Raw records:
## BEGIN

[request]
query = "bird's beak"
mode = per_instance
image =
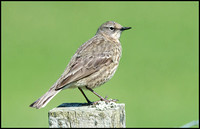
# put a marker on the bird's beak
(125, 28)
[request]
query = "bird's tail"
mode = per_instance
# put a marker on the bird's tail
(42, 101)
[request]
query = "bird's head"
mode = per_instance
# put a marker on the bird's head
(111, 29)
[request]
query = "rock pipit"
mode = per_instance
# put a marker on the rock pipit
(93, 64)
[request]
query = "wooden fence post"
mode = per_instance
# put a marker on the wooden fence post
(74, 115)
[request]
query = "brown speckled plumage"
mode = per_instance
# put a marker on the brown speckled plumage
(93, 64)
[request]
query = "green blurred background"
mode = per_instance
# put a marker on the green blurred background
(157, 77)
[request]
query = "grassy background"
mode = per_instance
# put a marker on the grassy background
(157, 77)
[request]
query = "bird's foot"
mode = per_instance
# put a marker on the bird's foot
(106, 100)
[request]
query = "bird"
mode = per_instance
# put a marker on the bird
(93, 64)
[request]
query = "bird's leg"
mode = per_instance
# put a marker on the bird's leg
(89, 102)
(101, 98)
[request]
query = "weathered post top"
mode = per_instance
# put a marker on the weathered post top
(74, 115)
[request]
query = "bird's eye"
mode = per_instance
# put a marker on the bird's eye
(111, 28)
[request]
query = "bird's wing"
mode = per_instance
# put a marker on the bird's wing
(83, 67)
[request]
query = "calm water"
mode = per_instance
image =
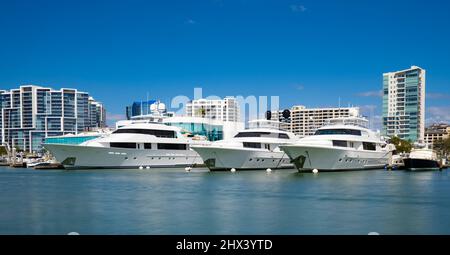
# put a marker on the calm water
(175, 202)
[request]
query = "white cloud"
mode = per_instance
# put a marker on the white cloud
(297, 8)
(377, 93)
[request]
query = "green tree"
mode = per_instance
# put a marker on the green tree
(401, 145)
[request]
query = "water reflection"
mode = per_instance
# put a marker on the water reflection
(173, 201)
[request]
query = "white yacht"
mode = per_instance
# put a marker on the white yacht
(133, 146)
(251, 149)
(421, 159)
(341, 144)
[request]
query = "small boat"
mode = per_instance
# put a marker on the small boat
(422, 160)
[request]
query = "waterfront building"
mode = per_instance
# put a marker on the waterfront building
(140, 108)
(436, 132)
(212, 130)
(31, 113)
(285, 123)
(404, 104)
(226, 109)
(97, 114)
(305, 121)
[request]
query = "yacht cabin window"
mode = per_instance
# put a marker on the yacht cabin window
(123, 145)
(172, 146)
(262, 134)
(338, 132)
(252, 145)
(369, 146)
(155, 132)
(337, 143)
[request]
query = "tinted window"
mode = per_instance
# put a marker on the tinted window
(252, 145)
(283, 136)
(369, 146)
(157, 133)
(338, 132)
(252, 134)
(339, 143)
(263, 134)
(123, 145)
(171, 146)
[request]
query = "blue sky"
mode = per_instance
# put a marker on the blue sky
(306, 52)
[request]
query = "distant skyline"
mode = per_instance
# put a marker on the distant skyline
(306, 52)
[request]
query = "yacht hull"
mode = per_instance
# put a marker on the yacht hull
(413, 164)
(307, 158)
(224, 159)
(88, 157)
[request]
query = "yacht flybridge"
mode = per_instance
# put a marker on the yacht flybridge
(341, 144)
(132, 146)
(251, 149)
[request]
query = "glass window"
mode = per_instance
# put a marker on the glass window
(262, 134)
(171, 146)
(369, 146)
(339, 143)
(157, 133)
(283, 136)
(123, 145)
(338, 132)
(252, 145)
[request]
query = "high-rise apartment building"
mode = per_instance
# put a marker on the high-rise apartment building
(31, 113)
(305, 121)
(404, 104)
(436, 132)
(226, 109)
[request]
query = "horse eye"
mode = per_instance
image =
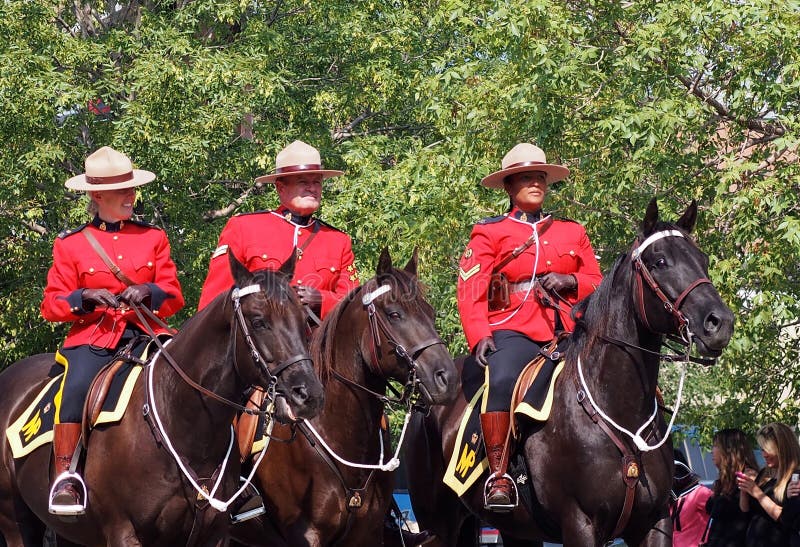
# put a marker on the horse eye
(259, 323)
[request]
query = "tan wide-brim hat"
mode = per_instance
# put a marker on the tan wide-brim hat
(107, 169)
(525, 157)
(298, 158)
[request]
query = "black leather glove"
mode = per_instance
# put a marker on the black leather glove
(559, 282)
(135, 295)
(91, 298)
(309, 296)
(483, 348)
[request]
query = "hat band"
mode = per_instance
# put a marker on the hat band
(125, 177)
(294, 168)
(524, 164)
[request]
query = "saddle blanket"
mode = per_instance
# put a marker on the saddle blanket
(34, 427)
(468, 460)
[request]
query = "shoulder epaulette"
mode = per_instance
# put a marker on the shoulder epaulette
(565, 219)
(492, 220)
(144, 224)
(329, 226)
(71, 231)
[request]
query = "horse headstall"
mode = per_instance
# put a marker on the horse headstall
(671, 306)
(272, 375)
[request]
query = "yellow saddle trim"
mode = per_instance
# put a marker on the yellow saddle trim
(541, 414)
(30, 430)
(462, 470)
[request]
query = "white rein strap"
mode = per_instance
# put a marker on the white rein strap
(217, 504)
(637, 439)
(637, 252)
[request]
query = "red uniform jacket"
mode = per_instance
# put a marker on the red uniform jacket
(563, 248)
(266, 239)
(142, 253)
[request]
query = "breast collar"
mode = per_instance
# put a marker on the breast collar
(294, 219)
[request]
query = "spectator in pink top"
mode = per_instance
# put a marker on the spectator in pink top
(688, 509)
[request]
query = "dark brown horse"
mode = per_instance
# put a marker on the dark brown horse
(573, 467)
(317, 495)
(143, 477)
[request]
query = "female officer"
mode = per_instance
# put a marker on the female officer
(534, 253)
(98, 271)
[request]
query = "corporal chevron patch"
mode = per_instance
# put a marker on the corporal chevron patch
(34, 426)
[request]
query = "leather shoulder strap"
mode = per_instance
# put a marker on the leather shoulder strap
(106, 259)
(528, 242)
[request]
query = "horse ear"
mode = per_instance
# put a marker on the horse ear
(384, 262)
(241, 275)
(411, 267)
(287, 268)
(689, 218)
(650, 218)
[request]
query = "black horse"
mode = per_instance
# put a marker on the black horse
(151, 482)
(591, 477)
(328, 487)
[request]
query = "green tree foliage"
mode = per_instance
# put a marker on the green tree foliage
(417, 101)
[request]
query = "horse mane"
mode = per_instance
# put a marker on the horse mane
(593, 314)
(405, 288)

## END

Given request: Transcribe the preceding listing in its entirety and with exact wording, leaving out pictures.

Reply to the task:
[request]
query = "bird's beak"
mode = per_instance
image =
# put a marker on the bird's beak
(125, 28)
[request]
query = "bird's tail"
mode = per_instance
# put a marker on the bird's tail
(42, 101)
[request]
query = "bird's head"
mode = per_instance
# put a marker on the bird's head
(111, 29)
[request]
query = "rock pipit"
mode = per_instance
# put a marker on the rock pipit
(93, 64)
[request]
query = "wooden fence post"
mode = per_instance
# put a marker on the wooden fence post
(74, 115)
[request]
query = "brown speckled plumage"
mode = per_instance
# put a marker on the brown speckled plumage
(93, 64)
[request]
query = "green blurred background"
mode = per_instance
# put a marker on the green blurred background
(157, 77)
[request]
query = "grassy background"
mode = per_instance
# put a marker on the grassy background
(157, 77)
[request]
query = "bird's foot"
mode = per_instance
# put a marker on the bird's foot
(106, 100)
[request]
query = "bird"
mode = per_instance
# put a marker on the bird
(93, 64)
[request]
query = "bird's leg"
mode = per_instance
# put a marker on the bird's leg
(89, 102)
(101, 98)
[request]
query = "weathered post top"
mode = per_instance
# put a marker on the weathered post top
(74, 115)
[request]
query = "bird's eye"
mode = per_instance
# put a marker on the bird's eye
(111, 28)
[request]
query = "bird's wing"
mode = per_instance
# put a marker on the bird's wing
(83, 67)
[request]
query = "calm water"
mode = per_instance
image =
# put a marker on the calm water
(175, 202)
[request]
query = "white cloud"
mode = per_instance
# put a marker on the white cloud
(297, 8)
(377, 93)
[request]
query = "green tree"
mode = per_instance
# put a marker on the green tree
(401, 145)
[request]
query = "water reflection"
mode = per_instance
# put a marker on the water reflection
(173, 201)
[request]
query = "white yacht"
mode = per_instance
# put a marker on the white yacht
(133, 146)
(251, 149)
(421, 159)
(341, 144)
[request]
query = "small boat"
mode = per_instance
# put a marker on the small boat
(422, 160)
[request]
query = "waterfront building"
mode = per_instance
# put a marker on the waterfront building
(140, 108)
(436, 132)
(212, 130)
(31, 113)
(285, 123)
(404, 104)
(226, 109)
(97, 114)
(305, 121)
[request]
query = "yacht cabin window"
mode = per_instance
# put a marker on the yacht cabin window
(123, 145)
(172, 146)
(262, 134)
(338, 132)
(252, 145)
(369, 146)
(155, 132)
(337, 143)
[request]
query = "tinted window"
mode = per_instance
# put a marker on the tinted window
(252, 145)
(283, 136)
(369, 146)
(157, 133)
(338, 132)
(252, 134)
(339, 143)
(263, 134)
(123, 145)
(171, 146)
[request]
query = "blue sky"
mode = per_instance
# put a marker on the blue sky
(306, 52)
[request]
query = "distant skyline"
mode = per_instance
# put a marker on the distant skyline
(306, 52)
[request]
query = "yacht hull"
mode = per_instance
# put a marker on the yacht hull
(413, 164)
(307, 158)
(224, 159)
(88, 157)
[request]
query = "yacht flybridge"
mode = per_instance
# put a marker on the yacht flybridge
(341, 144)
(132, 146)
(251, 149)
[request]
query = "glass window"
mode = per_instance
# put a marker on the glass window
(262, 134)
(171, 146)
(369, 146)
(339, 143)
(157, 133)
(283, 136)
(123, 145)
(338, 132)
(252, 145)
[request]
query = "high-rise apartment building"
mode = per_instance
# put a marker on the high-rise apartment building
(31, 113)
(305, 121)
(404, 104)
(436, 132)
(226, 109)
[request]
query = "horse eye"
mode = per_instance
image =
# put a marker on the horse eye
(259, 323)
[request]
query = "tan wide-brim hat"
mode = per_instance
# put a marker on the tan wide-brim hat
(107, 169)
(525, 157)
(298, 158)
[request]
query = "black leather glove"
mode = per_instance
# put a marker on the black leather glove
(559, 282)
(135, 295)
(91, 298)
(309, 296)
(483, 348)
[request]
query = "hat band"
mode = per_instance
# put a marker on the hat band
(125, 177)
(294, 168)
(524, 164)
[request]
query = "saddle blanket"
mode = per_instance
# put a marker on the saddle blanket
(34, 427)
(468, 460)
[request]
query = "shoulder epaulette"
mode = per_instance
# put a marker on the shoulder epaulette
(565, 219)
(492, 220)
(144, 224)
(329, 226)
(71, 231)
[request]
query = "horse headstall"
mode = per_instance
# put a marker on the horse headstall
(671, 306)
(272, 375)
[request]
query = "yellow saddle trim"
mode = per_instance
# put a marker on the yellow saddle trim
(541, 414)
(30, 430)
(462, 470)
[request]
query = "white rein strap"
mode = per_instance
# put a marker on the white rein strap
(217, 504)
(637, 439)
(637, 252)
[request]
query = "red uniform jacket"
mode = per_instance
# put a marker on the red uniform jacket
(563, 248)
(266, 239)
(142, 253)
[request]
query = "breast collar"
mode = per_instance
# put a marker on the breast collar
(294, 219)
[request]
query = "spectator in pink top"
mode = per_instance
# put a marker on the spectator in pink top
(688, 509)
[request]
query = "dark brown horse"
mode = per_instance
# put a marker on the dark brown horse
(573, 467)
(317, 495)
(143, 477)
[request]
query = "female officer"
mode = per_instance
# put a marker on the female officer
(534, 253)
(98, 271)
[request]
query = "corporal chevron patch"
mode = per_instance
# put a marker on the corporal chevron patch
(34, 426)
[request]
query = "leather shoulder strap"
mode = per_instance
# put a marker on the leather shoulder strap
(106, 259)
(528, 242)
[request]
query = "horse ear"
mode = per_instance
# put a marker on the horse ear
(384, 262)
(241, 275)
(411, 267)
(287, 268)
(689, 218)
(650, 218)
[request]
query = "black horse"
mode = per_instance
# put a marker on the black horse
(151, 482)
(591, 477)
(328, 487)
[request]
query = "green tree foliage"
mode = per_instance
# put a marker on the green tree foliage
(417, 101)
[request]
query = "horse mane"
mode = per_instance
# put a marker on the horse mane
(593, 314)
(405, 288)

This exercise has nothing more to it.